Stored items
▬▬▬
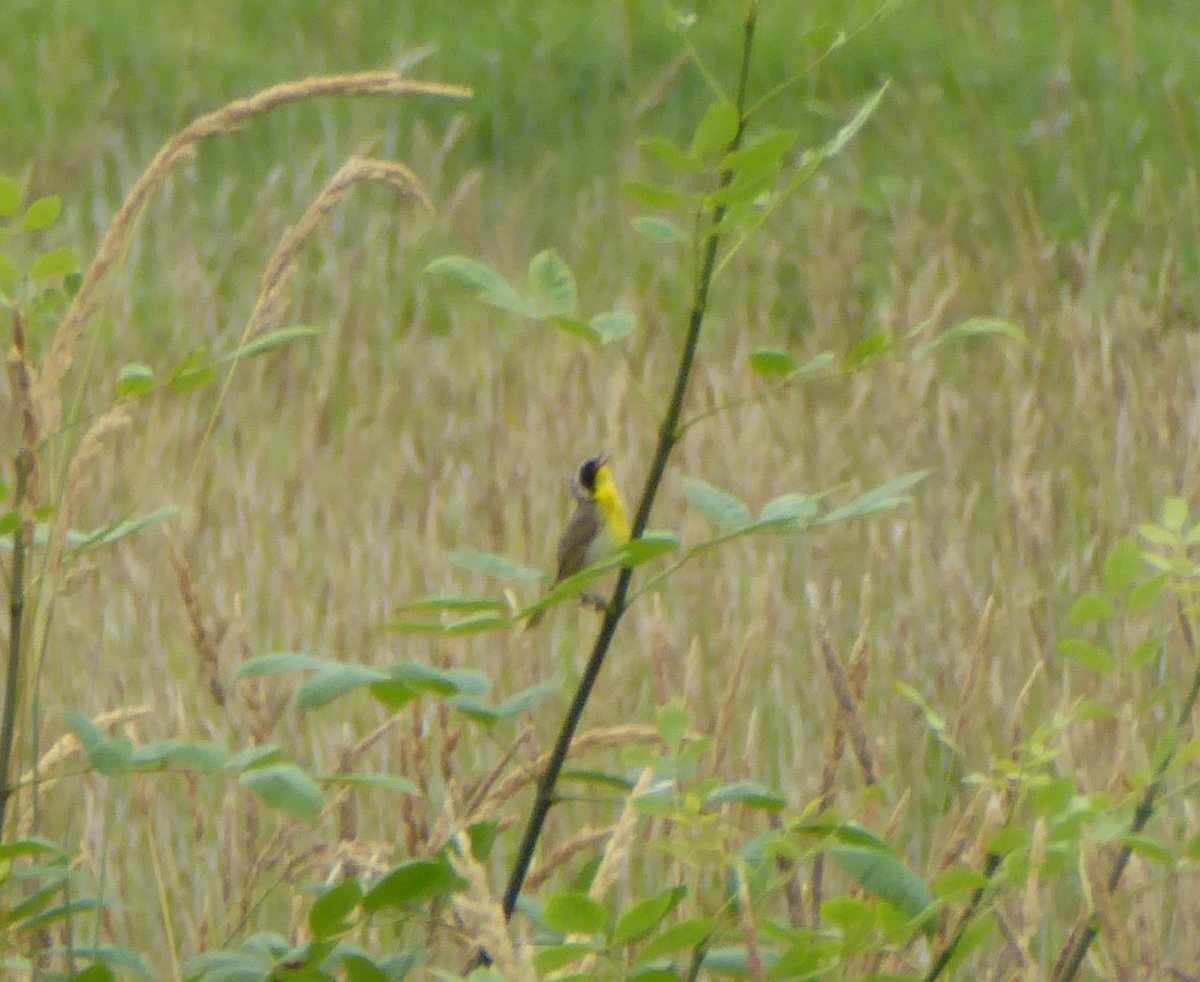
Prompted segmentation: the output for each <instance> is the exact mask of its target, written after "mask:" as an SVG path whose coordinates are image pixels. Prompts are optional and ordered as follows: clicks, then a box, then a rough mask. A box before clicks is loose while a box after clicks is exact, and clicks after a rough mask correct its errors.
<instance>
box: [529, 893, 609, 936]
mask: <svg viewBox="0 0 1200 982" xmlns="http://www.w3.org/2000/svg"><path fill="white" fill-rule="evenodd" d="M541 920H542V923H544V924H545V926H546V927H548V928H551V929H552V930H559V932H562V933H563V934H595V933H598V932H601V930H604V928H605V924H607V923H608V908H606V906H605V905H604V904H601V903H600V902H599V900H593V899H592V898H590V897H588V894H586V893H580V892H578V891H563V892H560V893H554V894H551V897H550V899H547V900H546V904H545V906H544V908H542V911H541Z"/></svg>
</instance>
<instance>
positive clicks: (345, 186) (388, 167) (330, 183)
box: [234, 157, 433, 365]
mask: <svg viewBox="0 0 1200 982" xmlns="http://www.w3.org/2000/svg"><path fill="white" fill-rule="evenodd" d="M360 181H373V182H376V184H386V185H389V186H391V187H395V188H397V190H398V191H403V192H406V193H408V194H412V196H413V197H415V198H416V199H418V200H420V202H421V204H424V205H425V206H426V208H427V209H428V210H430V211H432V210H433V205H432V203H431V202H430V199H428V196H427V194H426V193H425V188H424V187H422V186H421V182H420V180H418V178H416V175H415V174H414V173H413V172H412V170H410V169H409V168H408V167H406V166H404V164H402V163H398V162H396V161H384V160H372V158H368V157H350V160H348V161H347V162H346V163H344V164H343V166H342V168H341V169H340V170H338V172H337V173H336V174H335V175H334V176H332V178H331V179H330V180H329V182H328V184H326V185H325V186H324V187H323V188H322V190H320V193H319V194H318V196H317V198H316V200H314V202H313V203H312V204H311V205H308V208H307V210H306V211H305V212H304V215H301V216H300V221H298V222H296V223H295V224H294V226H292V227H290V228H289V229H287V230H286V232H284V233H283V236H282V238H281V239H280V242H278V245H277V246H276V247H275V252H274V253H272V255H271V258H270V261H269V262H268V263H266V270H265V273H264V274H263V283H262V286H260V287H259V291H258V299H257V300H256V301H254V310H253V311H252V312H251V315H250V321H247V322H246V328H245V330H244V331H242V335H241V342H240V345H245V343H246V342H247V341H252V340H253V339H254V337H256V336H257V335H259V334H262V333H263V331H264V330H266V329H268V328H269V327H271V324H274V323H275V322H276V321H277V319H278V317H280V316H281V315H282V312H283V310H284V307H286V306H287V298H286V297H284V293H283V288H284V287H286V286H287V283H288V280H289V279H290V276H292V273H293V271H294V270H295V264H296V257H298V256H299V255H300V250H302V249H304V246H305V245H306V244H307V241H308V240H310V239H311V238H312V235H313V233H314V232H316V230H317V228H318V227H319V226H320V223H322V221H324V218H325V216H326V215H328V214H329V212H330V211H331V210H332V209H334V206H335V205H336V204H337V203H338V202H340V200H341V199H342V196H343V194H346V192H347V191H349V190H350V188H352V187H353V186H354V185H355V184H359V182H360ZM234 364H235V365H236V363H234Z"/></svg>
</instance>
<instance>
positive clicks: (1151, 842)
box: [1121, 832, 1175, 868]
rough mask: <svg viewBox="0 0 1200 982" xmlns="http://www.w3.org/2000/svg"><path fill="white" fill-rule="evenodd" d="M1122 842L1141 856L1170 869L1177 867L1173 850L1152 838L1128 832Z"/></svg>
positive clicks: (1121, 837) (1142, 835) (1147, 836)
mask: <svg viewBox="0 0 1200 982" xmlns="http://www.w3.org/2000/svg"><path fill="white" fill-rule="evenodd" d="M1121 842H1122V843H1123V844H1124V845H1127V846H1129V849H1130V850H1132V851H1133V852H1135V854H1136V855H1139V856H1145V857H1146V858H1148V860H1153V861H1154V862H1157V863H1162V864H1163V866H1165V867H1168V868H1174V867H1175V855H1174V854H1172V852H1171V850H1170V849H1168V848H1166V846H1165V845H1163V844H1162V843H1160V842H1159V840H1158V839H1156V838H1152V837H1151V836H1145V834H1141V833H1136V834H1135V833H1133V832H1127V833H1126V834H1124V836H1122V837H1121Z"/></svg>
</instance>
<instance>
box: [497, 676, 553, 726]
mask: <svg viewBox="0 0 1200 982" xmlns="http://www.w3.org/2000/svg"><path fill="white" fill-rule="evenodd" d="M560 689H562V685H560V683H559V682H558V679H557V678H551V679H548V681H546V682H538V683H536V684H534V685H530V687H529V688H528V689H522V690H521V691H518V693H516V694H514V695H510V696H509V697H508V699H505V700H504V701H503V702H502V703H500V705H499V706H497V707H496V715H497V719H516V718H517V717H520V715H524V714H526V713H528V712H529V711H530V709H532V708H533V707H534V706H536V705H538V703H539V702H541V701H542V700H544V699H548V697H550V696H552V695H558V693H559V690H560Z"/></svg>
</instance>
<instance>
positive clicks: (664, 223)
mask: <svg viewBox="0 0 1200 982" xmlns="http://www.w3.org/2000/svg"><path fill="white" fill-rule="evenodd" d="M630 224H632V227H634V232H636V233H637V234H638V235H641V236H642V238H643V239H646V240H647V241H649V242H655V244H656V245H679V244H682V242H686V241H688V233H686V232H684V230H683V229H682V228H679V226H678V224H676V223H674V222H672V221H671V220H670V218H662V217H659V216H658V215H638V216H636V217H635V218H634V220H632V221H631V222H630Z"/></svg>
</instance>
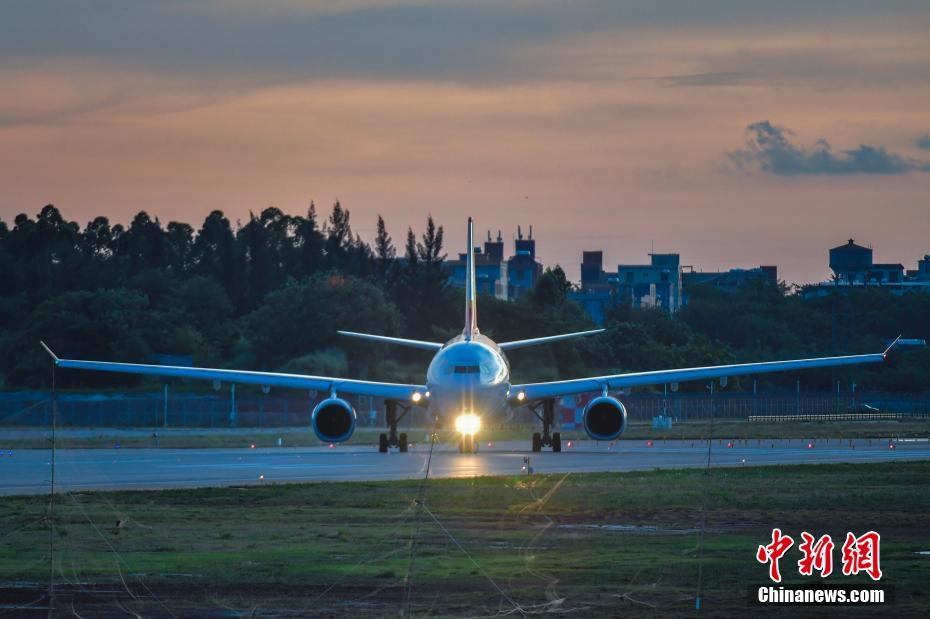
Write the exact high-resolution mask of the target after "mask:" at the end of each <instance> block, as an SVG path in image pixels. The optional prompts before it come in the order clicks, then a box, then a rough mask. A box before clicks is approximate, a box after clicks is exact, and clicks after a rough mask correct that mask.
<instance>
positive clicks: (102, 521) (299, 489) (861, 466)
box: [0, 462, 930, 616]
mask: <svg viewBox="0 0 930 619" xmlns="http://www.w3.org/2000/svg"><path fill="white" fill-rule="evenodd" d="M928 476H930V463H928V462H897V463H887V464H872V465H842V464H841V465H817V466H795V467H765V468H741V469H726V470H712V471H711V473H710V475H709V476H708V477H705V475H704V472H703V471H700V470H681V471H672V470H669V471H649V472H632V473H615V474H578V475H566V476H563V475H551V476H520V477H488V478H473V479H455V480H452V479H449V480H446V479H443V480H431V481H430V482H429V483H428V485H427V487H426V506H427V507H428V509H429V510H430V511H431V512H432V513H433V514H435V516H436V517H437V518H438V519H439V520H440V521H441V522H442V524H443V526H444V527H446V528H447V529H448V531H449V532H450V533H451V534H452V535H453V536H454V537H455V539H456V540H457V541H458V542H459V543H461V544H462V546H463V547H464V548H465V549H466V550H467V551H468V553H469V554H470V555H471V557H473V558H474V560H475V562H477V564H478V566H480V568H479V567H476V565H475V563H473V562H472V560H471V559H470V558H469V557H468V556H466V555H465V554H463V553H462V552H461V551H460V550H458V548H457V547H456V546H455V545H454V544H453V543H452V541H451V540H450V539H449V537H448V536H447V535H446V533H444V532H443V531H442V530H441V529H440V528H439V527H438V526H437V525H436V524H435V522H433V521H432V520H431V519H430V518H429V516H428V515H427V514H426V513H425V512H423V511H421V510H420V508H419V507H418V506H417V504H416V503H415V499H416V498H417V496H418V492H419V490H420V484H419V482H413V481H411V482H385V483H324V484H303V485H282V486H262V487H248V488H223V489H200V490H172V491H150V492H119V493H76V494H72V495H65V496H61V497H59V498H58V499H57V508H56V510H55V519H54V523H55V529H54V530H55V535H54V539H55V545H56V554H55V570H54V571H55V577H56V579H57V580H58V582H59V584H60V585H61V586H62V587H66V586H67V583H69V582H70V583H82V585H83V586H87V585H88V584H90V583H105V584H108V585H112V586H114V587H116V590H117V591H120V590H122V587H123V585H122V581H123V580H125V582H126V585H127V586H128V587H129V588H130V589H131V590H132V591H133V593H134V594H136V595H137V596H138V597H139V600H133V599H132V598H129V596H128V595H124V596H123V597H124V598H126V599H125V600H124V603H126V604H129V606H130V607H131V608H134V609H137V610H138V611H139V612H140V613H141V614H145V611H146V610H149V612H153V608H154V607H152V606H151V604H152V602H151V601H145V600H146V596H145V595H143V594H144V593H145V592H146V589H145V588H144V587H143V586H142V583H144V585H145V586H146V587H148V588H149V589H151V591H152V592H154V593H155V594H156V595H157V597H158V598H159V599H160V600H162V601H163V602H164V603H165V604H166V605H167V606H168V607H170V608H171V610H172V611H173V612H177V613H181V612H185V611H188V612H194V611H196V610H197V609H205V608H207V609H210V608H212V609H215V608H217V605H218V604H224V605H228V606H231V607H233V608H236V609H238V610H241V611H243V612H248V610H249V609H251V608H253V607H260V608H263V609H266V611H268V612H271V613H274V612H275V610H277V611H280V612H283V611H284V610H286V609H292V610H293V609H298V610H300V609H303V610H304V612H309V611H307V609H308V608H312V609H313V613H311V614H314V613H328V614H336V615H358V614H375V615H380V614H392V615H396V614H397V611H398V608H399V606H404V602H405V595H404V578H405V576H406V575H407V574H408V570H409V571H410V577H411V580H410V610H411V611H412V612H413V613H414V614H439V615H444V614H449V615H459V614H465V613H470V614H482V613H490V614H493V613H495V612H497V610H498V608H499V606H498V605H499V603H501V600H500V596H499V595H498V594H497V593H496V591H495V590H494V588H493V586H492V585H491V584H490V582H489V581H488V579H487V578H486V577H485V574H487V575H489V576H490V577H491V578H493V580H494V581H495V582H496V583H497V584H498V585H500V586H501V587H503V588H504V589H505V590H506V591H507V592H508V594H509V595H511V596H512V597H514V598H516V599H517V600H519V601H520V603H521V604H524V605H533V604H544V603H546V601H547V599H556V598H564V602H563V603H562V605H563V608H564V609H585V610H578V611H577V612H578V613H579V614H581V615H582V616H590V615H599V614H610V613H622V612H629V611H631V610H636V609H640V610H645V609H647V608H648V607H647V606H643V605H642V604H648V605H651V606H654V607H655V608H656V609H657V611H658V612H661V613H662V614H671V615H684V614H689V613H690V612H691V610H690V609H691V608H693V604H694V593H695V590H696V588H697V574H698V534H697V533H696V532H695V529H697V528H699V526H700V519H701V510H700V506H701V503H702V500H703V497H704V492H705V489H706V491H707V512H706V523H707V534H706V538H705V539H706V545H705V551H704V566H703V574H704V581H703V590H704V593H703V597H704V608H705V611H706V612H708V613H710V614H712V615H714V614H734V613H735V614H745V613H746V612H747V606H746V602H745V599H746V597H745V596H746V588H747V586H749V585H750V584H753V583H762V582H764V578H765V568H764V567H763V566H761V565H759V564H758V563H756V561H755V559H754V553H755V549H756V547H757V546H758V545H759V544H761V543H765V541H766V540H767V539H768V538H769V536H770V533H771V528H772V527H773V526H780V527H781V528H782V529H783V530H784V531H785V532H787V533H789V534H791V535H793V536H794V537H796V538H797V537H798V536H799V534H800V532H801V531H802V530H807V531H811V532H813V533H816V534H818V535H819V534H823V533H831V534H832V535H833V537H834V540H837V539H842V537H843V536H844V535H845V533H846V531H847V530H850V531H855V532H858V533H862V532H865V531H867V530H869V529H875V530H877V531H879V532H880V533H881V534H882V543H883V545H882V557H881V558H882V567H883V570H884V572H885V575H886V579H885V582H887V583H888V584H890V585H893V586H894V588H895V606H894V612H895V613H896V614H900V615H908V614H917V615H919V614H923V615H926V614H927V613H928V612H930V601H928V600H927V598H926V596H925V595H924V591H925V582H926V575H927V573H928V572H927V570H928V569H930V559H928V558H927V557H922V556H919V555H917V554H915V553H916V552H917V551H921V550H928V549H930V520H928V519H927V517H926V514H927V513H928V512H930V493H928V492H926V490H927V479H928ZM46 501H47V499H46V498H43V497H15V498H14V497H9V498H5V499H4V501H3V503H2V505H0V522H2V524H3V531H6V532H7V533H6V535H5V537H4V539H3V544H2V547H0V581H7V582H9V581H36V582H44V581H45V579H47V577H48V550H47V548H48V528H47V527H46V526H45V524H44V523H43V521H42V516H43V515H44V513H45V509H46ZM91 523H93V524H91ZM117 523H121V524H119V525H118V524H117ZM591 524H625V525H645V526H651V527H657V530H654V531H649V530H643V531H640V532H638V533H618V532H610V531H605V530H597V529H592V528H584V527H578V525H591ZM94 525H96V527H95V526H94ZM23 526H25V528H23V529H21V530H20V527H23ZM412 538H415V539H416V544H415V548H414V553H413V555H414V557H415V560H414V561H413V563H412V569H411V561H410V557H411V552H410V540H411V539H412ZM793 550H794V549H793ZM836 552H837V554H836V555H835V560H836V561H837V562H838V561H839V551H838V550H837V551H836ZM796 560H797V557H791V561H788V557H786V560H784V561H783V563H782V568H783V571H784V572H785V573H786V574H787V575H788V577H787V578H786V581H787V582H807V581H806V580H804V579H802V578H801V577H799V576H798V575H797V574H796V570H794V569H792V567H793V561H796ZM786 561H787V562H786ZM829 581H830V582H835V583H838V584H842V583H850V582H864V580H863V579H861V578H858V579H856V578H853V579H850V578H846V577H843V576H836V575H834V576H832V577H831V578H830V579H829ZM331 586H332V588H331V589H329V587H331ZM621 594H627V595H628V597H629V598H632V599H633V600H636V602H631V601H623V600H622V599H621V598H619V597H618V596H619V595H621ZM351 600H355V601H354V602H352V603H348V602H349V601H351ZM360 600H361V601H360ZM506 607H507V603H506V602H503V607H502V608H506ZM268 609H270V610H268ZM78 610H79V611H80V609H78ZM154 610H155V611H157V608H155V609H154ZM843 610H844V612H846V611H848V610H849V609H845V608H844V609H843ZM852 610H857V611H858V612H860V613H862V614H865V613H866V612H874V609H871V610H869V609H852ZM801 614H803V609H802V612H801Z"/></svg>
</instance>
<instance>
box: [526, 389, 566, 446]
mask: <svg viewBox="0 0 930 619" xmlns="http://www.w3.org/2000/svg"><path fill="white" fill-rule="evenodd" d="M540 408H542V413H540V412H539V409H540ZM530 410H531V411H533V414H534V415H536V417H537V418H539V420H540V421H541V422H542V423H543V431H542V434H540V433H539V432H533V451H542V448H543V447H552V451H554V452H556V453H558V452H560V451H562V434H561V433H560V432H553V433H552V434H550V433H549V431H550V430H551V429H552V424H553V423H555V400H553V399H552V398H549V399H548V400H543V401H541V402H538V403H536V404H534V405H532V406H530Z"/></svg>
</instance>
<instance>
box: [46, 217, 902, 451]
mask: <svg viewBox="0 0 930 619" xmlns="http://www.w3.org/2000/svg"><path fill="white" fill-rule="evenodd" d="M472 232H473V222H472V219H471V218H469V219H468V251H467V253H466V281H465V326H464V328H463V330H462V333H461V334H460V335H457V336H455V337H453V338H452V339H450V340H449V341H447V342H445V343H441V342H428V341H422V340H411V339H405V338H397V337H390V336H386V335H375V334H370V333H355V332H351V331H339V334H341V335H343V336H347V337H353V338H361V339H364V340H368V341H373V342H380V343H387V344H393V345H398V346H407V347H412V348H419V349H423V350H430V351H433V352H434V353H435V354H434V356H433V358H432V361H431V362H430V364H429V367H428V369H427V371H426V381H425V382H424V383H422V384H399V383H385V382H374V381H367V380H357V379H351V378H338V377H326V376H307V375H302V374H283V373H278V372H254V371H245V370H224V369H211V368H197V367H180V366H167V365H146V364H136V363H115V362H108V361H83V360H74V359H59V358H58V357H57V356H56V355H55V353H53V352H52V350H51V349H50V348H49V347H48V346H46V344H45V343H44V342H41V344H42V347H43V348H45V350H46V352H47V353H48V354H49V355H50V356H51V357H52V359H53V361H54V363H55V365H56V366H57V367H60V368H67V369H75V370H92V371H103V372H121V373H127V374H142V375H149V376H163V377H181V378H199V379H205V380H212V381H226V382H230V383H242V384H253V385H261V386H263V387H266V388H268V387H285V388H294V389H307V390H310V391H317V392H323V393H325V394H327V395H326V397H325V398H324V399H323V400H322V401H320V402H319V403H318V404H317V405H316V406H315V407H314V408H313V411H312V413H311V416H310V419H311V421H310V423H311V427H312V429H313V431H314V433H315V434H316V436H317V437H318V438H319V439H320V440H321V441H324V442H327V443H339V442H342V441H346V440H348V439H349V437H351V436H352V433H353V432H354V431H355V426H356V412H355V409H354V408H353V407H352V405H351V404H350V403H349V402H348V401H346V400H345V399H344V398H343V397H342V396H346V395H364V396H372V397H376V398H382V399H383V400H384V406H385V418H386V422H387V429H388V432H386V433H382V434H381V435H380V436H379V441H378V449H379V451H381V452H382V453H386V452H387V451H388V450H389V448H391V447H394V448H397V449H398V450H399V451H401V452H406V451H407V450H408V446H409V443H408V439H407V435H406V434H404V433H400V434H398V432H397V424H398V422H399V421H400V420H401V419H402V418H403V416H404V415H406V414H407V412H409V411H410V410H411V409H412V407H415V406H416V407H427V408H429V409H431V410H432V412H433V413H434V414H435V415H437V420H438V419H439V418H446V419H448V418H450V417H454V425H455V429H456V431H457V433H458V436H459V438H458V446H459V450H460V451H461V452H463V453H475V452H476V451H477V449H478V442H477V440H476V436H477V435H478V433H479V432H480V431H481V427H482V425H484V424H485V423H486V422H487V421H489V420H494V419H500V418H502V417H504V416H505V415H508V414H511V413H512V412H513V411H515V410H516V409H519V408H522V407H527V408H528V409H529V410H530V411H531V412H532V413H533V414H534V415H535V416H536V417H537V418H538V419H539V420H540V421H541V422H542V432H534V433H533V435H532V439H531V449H532V451H534V452H539V451H541V450H542V448H543V447H547V448H551V450H552V451H553V452H560V451H561V450H562V440H561V434H560V433H559V432H553V431H552V430H553V428H554V426H555V402H556V399H558V398H561V397H565V396H574V395H579V394H584V393H595V394H597V395H596V397H594V398H592V399H591V400H590V401H589V402H588V403H587V405H586V406H585V408H584V411H583V417H582V419H583V426H584V429H585V432H586V433H587V435H588V436H589V437H590V438H591V439H594V440H597V441H612V440H615V439H617V438H618V437H619V436H621V435H622V434H623V432H624V430H625V429H626V426H627V411H626V408H625V407H624V405H623V404H622V403H621V402H620V400H619V399H617V397H615V396H614V395H612V394H611V392H616V391H618V390H621V389H628V388H630V387H639V386H646V385H662V384H677V383H681V382H686V381H695V380H708V379H725V378H727V377H731V376H742V375H748V374H761V373H765V372H783V371H789V370H802V369H807V368H820V367H835V366H843V365H853V364H861V363H874V362H880V361H884V360H885V359H886V358H887V356H888V354H889V352H890V351H891V350H892V349H893V348H894V347H895V345H896V344H897V343H898V340H899V339H900V337H898V338H897V339H895V340H894V341H893V342H892V343H891V345H889V346H888V348H886V349H885V351H884V352H881V353H876V354H864V355H848V356H840V357H820V358H813V359H795V360H790V361H767V362H760V363H738V364H731V365H717V366H709V367H696V368H682V369H670V370H657V371H649V372H633V373H626V374H611V375H606V376H592V377H589V378H576V379H569V380H557V381H551V382H540V383H527V384H513V383H512V382H511V381H510V364H509V362H508V360H507V356H506V353H508V352H509V351H511V350H514V349H517V348H525V347H529V346H540V345H544V344H551V343H553V342H560V341H564V340H568V339H572V338H578V337H585V336H592V335H596V334H598V333H601V332H602V331H604V329H592V330H588V331H580V332H576V333H565V334H561V335H551V336H544V337H537V338H531V339H525V340H516V341H510V342H500V343H496V342H494V341H492V340H491V339H490V338H488V337H486V336H484V335H482V334H481V332H480V331H479V330H478V315H477V291H476V287H475V259H474V241H473V237H472Z"/></svg>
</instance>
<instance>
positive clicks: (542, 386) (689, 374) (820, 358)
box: [510, 337, 900, 404]
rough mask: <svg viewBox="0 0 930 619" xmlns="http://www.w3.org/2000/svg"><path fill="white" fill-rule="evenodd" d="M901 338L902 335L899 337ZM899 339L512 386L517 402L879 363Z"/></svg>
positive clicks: (886, 354)
mask: <svg viewBox="0 0 930 619" xmlns="http://www.w3.org/2000/svg"><path fill="white" fill-rule="evenodd" d="M898 339H900V337H899V338H898ZM898 339H895V340H894V342H892V343H891V345H890V346H889V347H888V348H887V349H885V351H884V352H881V353H874V354H869V355H847V356H843V357H819V358H814V359H794V360H790V361H764V362H761V363H736V364H732V365H713V366H708V367H702V368H683V369H676V370H656V371H652V372H633V373H629V374H614V375H610V376H595V377H592V378H577V379H573V380H558V381H553V382H548V383H529V384H526V385H513V386H512V387H511V388H510V393H511V401H512V402H513V403H518V404H519V403H523V402H532V401H534V400H541V399H545V398H557V397H561V396H567V395H575V394H579V393H586V392H590V391H602V390H604V389H608V390H611V389H623V388H625V387H639V386H644V385H662V384H667V383H678V382H686V381H689V380H707V379H712V378H721V377H723V376H744V375H747V374H763V373H766V372H786V371H790V370H803V369H808V368H822V367H835V366H841V365H856V364H860V363H877V362H880V361H884V360H885V359H886V358H887V356H888V353H889V352H890V351H891V349H892V348H894V347H895V345H896V344H897V343H898Z"/></svg>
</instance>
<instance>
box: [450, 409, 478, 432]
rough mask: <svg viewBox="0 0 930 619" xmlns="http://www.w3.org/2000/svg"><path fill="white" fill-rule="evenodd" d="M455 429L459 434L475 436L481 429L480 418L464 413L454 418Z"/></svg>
mask: <svg viewBox="0 0 930 619" xmlns="http://www.w3.org/2000/svg"><path fill="white" fill-rule="evenodd" d="M455 429H456V431H457V432H458V433H459V434H477V433H478V430H480V429H481V417H479V416H478V415H474V414H472V413H464V414H462V415H459V416H458V417H456V418H455Z"/></svg>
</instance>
▬▬▬
TASK OBJECTIVE:
Please rewrite the data from its start through the line containing "box: [234, 157, 433, 365]", changing every "clicks" to "points" and leaving everything else as it is. Omit the pictures from your answer.

EXERCISE ANSWER:
Prompted segmentation: the output for each <instance> is the exact mask of its target, written after "mask:" as an SVG path whose coordinates are image pixels. Prompts are optional and ordered as follows: points, then a box, then a rough mask. A box before points is loose while a box after points is exact, and points after a rough mask correct its errors.
<instance>
box: [529, 893, 609, 936]
mask: <svg viewBox="0 0 1200 982" xmlns="http://www.w3.org/2000/svg"><path fill="white" fill-rule="evenodd" d="M541 920H542V923H544V924H545V926H546V927H548V928H551V929H552V930H559V932H562V933H563V934H595V933H598V932H601V930H604V928H605V924H607V923H608V908H606V906H605V905H604V904H601V903H600V902H599V900H593V899H592V898H590V897H588V894H586V893H580V892H578V891H563V892H560V893H554V894H551V897H550V899H547V900H546V904H545V906H544V908H542V911H541Z"/></svg>
</instance>
<instance>
positive points: (345, 186) (388, 167) (330, 183)
box: [234, 157, 433, 365]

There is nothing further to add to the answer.